Extracted text:

================================

Rome is the best example of why implementing only direct civ changes is a bad idea. It works with China because there is a distinct cultural group with viable political entities to be represented throughout the ages. Rome is nothing like this. There isn't even an agreed upon date the Roman Empire really ended. 476? 1453? Is it still alive today? Who is going to represent Rome in Exploration and Modern? The Byzantines? The HRE? Spain? The Vatican? Italy? The Ottomans? Russia? Roman cultural and political influence is just too widespread to lock into a set pathway. Anything the devs choose will upset a whole bunch of people
Rome isn't the only example. A great many 'Civs' have, for example, no distinct Antiquity predecessor: Russia/Rus are preceded in eastern Europe by 'Slavic Tribes', Norse/Vikings by 'Scandinavian Tribes', etc. Still others have an Exploration Age-sized gap in their progression: Byzantium was not simply Rome By Another Name, even though they thought of themselves that way, and the Papal States are a poor follow-on to Imperial Rome no matter how similar the organizational structure appears to be. Egypt simply ceased to have an independent existence from 30 BCE to 1250 CE and Carthage, of course, c eased to exist as anything after the Third Punic War

There are, in fact, very few Linear Progressions from Antiquity to Modern Ages - actually, if we were to split up Antiquity, there are None: even the earliest Egyptian Pharaoh is 1000 years after Start of Game, earliest identifiable Chinese Dynasty 2000 years after, and Romans and Greeks aren't even in Italy and Greece until 1500 - 2000 years after Start of Game.

But Civ has never paid too much attention to this. We are, after all, departing from 'history' almost as soon as we build our first in-game City or as soon as we pick a fight with our nearest neighbor and find that our Romans are fighting Mayans or Chinese 2500 years early and geographically Highly Improbable at best.

================================

Problems and tasks:
#1 Substitute "Unbroken Lineages" for "Linear Progressions" in the stretch of the civ-progression discussion from "There are, in" through "Start of Game.", and give that stretch with the change.
#2 Carry the civ-progression discussion forward from its last sentence.

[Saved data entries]
================================

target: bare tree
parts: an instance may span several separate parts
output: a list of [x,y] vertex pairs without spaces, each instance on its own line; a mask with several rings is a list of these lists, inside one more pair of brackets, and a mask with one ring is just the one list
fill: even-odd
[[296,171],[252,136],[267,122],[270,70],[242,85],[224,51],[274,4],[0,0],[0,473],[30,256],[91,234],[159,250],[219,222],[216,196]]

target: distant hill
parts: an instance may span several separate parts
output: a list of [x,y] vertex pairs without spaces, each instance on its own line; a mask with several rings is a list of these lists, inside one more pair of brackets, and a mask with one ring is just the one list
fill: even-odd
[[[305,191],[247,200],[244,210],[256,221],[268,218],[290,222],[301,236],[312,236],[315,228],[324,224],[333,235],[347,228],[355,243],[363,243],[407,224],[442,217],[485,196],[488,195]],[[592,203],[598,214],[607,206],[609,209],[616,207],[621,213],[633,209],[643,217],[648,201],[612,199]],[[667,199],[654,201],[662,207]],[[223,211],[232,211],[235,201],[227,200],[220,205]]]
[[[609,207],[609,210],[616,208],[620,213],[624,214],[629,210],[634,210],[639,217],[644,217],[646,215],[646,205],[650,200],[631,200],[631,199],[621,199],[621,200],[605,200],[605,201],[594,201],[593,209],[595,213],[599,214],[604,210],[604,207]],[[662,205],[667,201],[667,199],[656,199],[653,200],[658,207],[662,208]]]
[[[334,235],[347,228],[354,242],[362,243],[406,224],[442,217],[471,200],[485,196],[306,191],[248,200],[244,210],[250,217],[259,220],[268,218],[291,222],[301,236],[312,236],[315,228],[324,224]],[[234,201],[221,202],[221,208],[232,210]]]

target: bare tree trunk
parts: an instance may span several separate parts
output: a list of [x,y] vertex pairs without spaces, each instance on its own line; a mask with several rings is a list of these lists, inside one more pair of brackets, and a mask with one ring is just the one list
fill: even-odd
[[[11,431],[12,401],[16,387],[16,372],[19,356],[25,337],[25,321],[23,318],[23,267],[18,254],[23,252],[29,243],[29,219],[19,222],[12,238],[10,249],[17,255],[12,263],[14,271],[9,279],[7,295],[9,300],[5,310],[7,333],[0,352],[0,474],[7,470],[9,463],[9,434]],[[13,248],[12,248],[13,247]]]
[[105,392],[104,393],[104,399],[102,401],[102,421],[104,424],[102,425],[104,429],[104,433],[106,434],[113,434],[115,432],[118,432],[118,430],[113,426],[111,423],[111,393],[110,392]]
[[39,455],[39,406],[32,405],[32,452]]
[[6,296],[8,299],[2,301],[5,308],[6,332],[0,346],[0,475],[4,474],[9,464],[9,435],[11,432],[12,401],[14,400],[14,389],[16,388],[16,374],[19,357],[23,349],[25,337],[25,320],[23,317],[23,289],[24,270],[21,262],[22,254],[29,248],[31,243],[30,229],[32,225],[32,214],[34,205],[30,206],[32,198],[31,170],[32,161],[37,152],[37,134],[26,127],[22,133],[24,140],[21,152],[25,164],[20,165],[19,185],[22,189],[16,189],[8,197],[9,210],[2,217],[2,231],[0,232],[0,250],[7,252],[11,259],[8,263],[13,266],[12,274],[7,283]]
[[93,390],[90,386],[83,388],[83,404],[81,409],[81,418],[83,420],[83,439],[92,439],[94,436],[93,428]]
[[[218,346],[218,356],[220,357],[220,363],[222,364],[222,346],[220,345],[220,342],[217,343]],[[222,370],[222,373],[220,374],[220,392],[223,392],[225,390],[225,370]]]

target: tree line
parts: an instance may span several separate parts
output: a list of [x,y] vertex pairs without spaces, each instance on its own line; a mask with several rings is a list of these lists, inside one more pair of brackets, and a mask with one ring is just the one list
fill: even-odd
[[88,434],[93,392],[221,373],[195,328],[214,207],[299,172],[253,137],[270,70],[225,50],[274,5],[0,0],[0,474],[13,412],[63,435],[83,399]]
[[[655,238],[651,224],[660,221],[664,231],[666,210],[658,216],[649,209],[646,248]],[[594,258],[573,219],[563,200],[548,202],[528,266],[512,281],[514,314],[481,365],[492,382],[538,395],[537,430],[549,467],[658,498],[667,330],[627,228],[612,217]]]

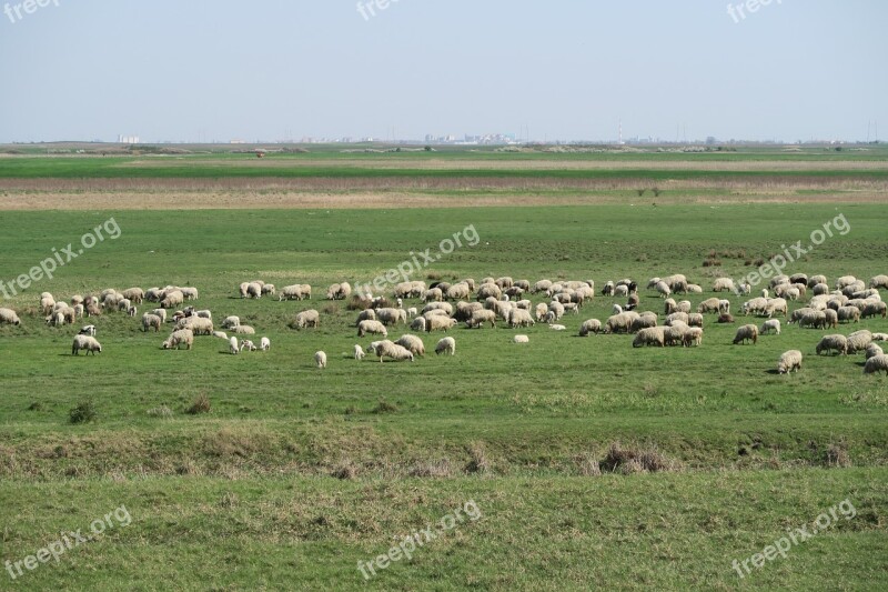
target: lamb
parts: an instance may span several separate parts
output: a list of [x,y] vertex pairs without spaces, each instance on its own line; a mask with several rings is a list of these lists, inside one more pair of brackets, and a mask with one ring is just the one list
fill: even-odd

================================

Results of the exercise:
#1
There are, in fact, very few Unbroken Lineages from Antiquity to Modern Ages - actually, if we were to split up Antiquity, there are None: even the earliest Egyptian Pharaoh is 1000 years after Start of Game, earliest identifiable Chinese Dynasty 2000 years after, and Romans and Greeks aren't even in Italy and Greece until 1500 - 2000 years after Start of Game.

#2
I think, though, that the Civ VII developers are on the right track with providing in-game as well as 'geographical' or 'cultural' progressions from Age to Age.

Hawai'i doesn't really have antecedents with either Mayan or Mississippian cultures, but you build cities on islands, you are doing a Hawai'ian Thing in-game. And neither Mayans nor Mississippians are ancestors of the Inca either geographically or culturally, but if your cities are in the mountains, again, you are doing an Incan Thing - and maybe later in the game's development, a Tibetan or Swiss Thing: geography, terrain and biome, at least in this game's design, Count for Something at least as much as cultural traditions or ethnicity.

The major question left is how well gamers will accept the designer's vision of 'Civ Progression', and, frankly, these Forums are not the place to find out. Here are mostly people with some (vague) knowledge of history - at least, history as presented by previous Civ games. I strongly suspect that the average gamer couldn't tell the difference between Shawnee and Songhai except that one has sand and the other - doesn't.
 
The transition from one civilization to another cannot be automatic. The Holy Roman Empire was a series of events such as the conquest of the Lombard territories and the first. The rise of the Franks, the Carolingians and Charlemagne after, just as the Habsburg Empire was a set of marriage policies and wars. This must be done instead of adding leaders, we must focus on the dynamics of the game and on the AI. Predefined civilizations no longer work with new technologies.